François Vigneault brings us a fascinating glimpse into the future of work- and race-relations in this dystopian sci-fi graphic novel set on Saturn’s moon Titan

François Vigneault’s vision of the future is dark, not so much because of what’s going to change but because of how much will stay the same. Many things have moved on: white collar workers have digital personal assistants implanted in their heads; the moons of Saturn and beyond are being mined for precious mineral resources that are shipped back to Earth; and a genetically engineered humanoid subspecies have been established to do the hard interplanetary labour that our mollycoddled Earth-bound bodies are incapable of enduring. But beyond that, too much stays the same: big business continues to make inhumane decisions in the interests of economics and profit, while the exploited working classes remain all but powerless to do anything about it. Add in racism, prejudice and all manner of other modern social problems and you get the gist of what underlies the plot Titan.

Da Silva and Mackintosh in Titan

The book pulls all these factors into a collision course. We follow the story of João Da Silva, a management trouble-shooter sent by a mining company to either sort out the profit problems of the failing mine on Saturn’s moon or wind it up. However, the colony is employment and home to thousands of Titans, who’ll have nothing else if the mine is closed. They can’t even travel to Earth, because their enormous frames are unsuited to its stronger gravity. That these natives treat Da Silva and his company with suspicion and disdain is hardly surprising. In fact, by the time Da Silva arrives, the colony is on the edge of a violent revolution.

════════

What to work on:
1 - Can you repeat the Titan review word for word, beginning at the words "The book pulls" and stopping after "a violent revolution."?
2 - Can you pick up the review of the graphic novel Titan after its last sentence and continue writing it?
The listing is separate material, unrelated to the review of Titan.

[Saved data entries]
════════

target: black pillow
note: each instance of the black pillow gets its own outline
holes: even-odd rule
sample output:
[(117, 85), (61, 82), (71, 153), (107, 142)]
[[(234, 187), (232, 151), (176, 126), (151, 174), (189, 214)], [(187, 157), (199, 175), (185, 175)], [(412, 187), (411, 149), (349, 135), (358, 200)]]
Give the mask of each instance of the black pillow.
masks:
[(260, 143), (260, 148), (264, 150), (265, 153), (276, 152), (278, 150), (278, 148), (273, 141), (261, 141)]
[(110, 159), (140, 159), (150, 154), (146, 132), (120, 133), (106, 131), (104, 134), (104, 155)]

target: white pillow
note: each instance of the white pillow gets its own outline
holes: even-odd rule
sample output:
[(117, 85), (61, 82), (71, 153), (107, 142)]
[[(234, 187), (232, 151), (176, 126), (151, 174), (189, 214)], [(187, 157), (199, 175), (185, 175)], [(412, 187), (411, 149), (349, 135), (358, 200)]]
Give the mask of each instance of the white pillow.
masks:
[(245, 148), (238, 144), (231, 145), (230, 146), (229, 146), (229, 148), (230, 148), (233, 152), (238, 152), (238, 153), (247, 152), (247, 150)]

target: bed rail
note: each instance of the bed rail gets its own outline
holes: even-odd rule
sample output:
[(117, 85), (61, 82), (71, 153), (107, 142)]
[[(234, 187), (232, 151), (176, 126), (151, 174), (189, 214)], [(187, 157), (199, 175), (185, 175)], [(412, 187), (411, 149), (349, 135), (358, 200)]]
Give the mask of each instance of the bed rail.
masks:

════════

Task responses:
1 -
The book pulls all these factors into a collision course. We follow the story of João Da Silva, a management trouble-shooter sent by a mining company to either sort out the profit problems of the failing mine on Saturn’s moon or wind it up. However, the colony is employment and home to thousands of Titans, who’ll have nothing else if the mine is closed. They can’t even travel to Earth, because their enormous frames are unsuited to its stronger gravity. That these natives treat Da Silva and his company with suspicion and disdain is hardly surprising. In fact, by the time Da Silva arrives, the colony is on the edge of a violent revolution.

2 -
The beauty of the book is in its detail. Much of this comes from the art, which is far more sophisticated than the few panels I’ve pulled out here can do justice to. The mining station is over a hundred years old and looks it, a mess of pipes, conduits, graffiti and machines with little screens and lots of buttons. Years of hard labour has left the Titans scarred and disfigured. Vigneault’s art looks simple in style but is rich in depth and character. The three colours, with a pinky-orange hue tempering the monochromatic light and shade, is more than enough to capture all this to perfection.

Da Silva and Cyrus in Titan

It’s not just the art, though. There’s detail in the story too. For example, the Titans have their own culture and dialect, that’s guttural, brutal and entirely in-keeping with their way of life. It lends an authenticity to their difference that isn’t just based on their physical size. All of this is added without fanfare, building a subtle but tangible reality that works wonderfully.

So there you have it. Titan is a perfect storm of European-style science fiction, packed with drama, character, understated futurism and a deep intelligence. It also has a great plot that keeps the pages turning. Check it out, I don’t think you’ll be disappointed.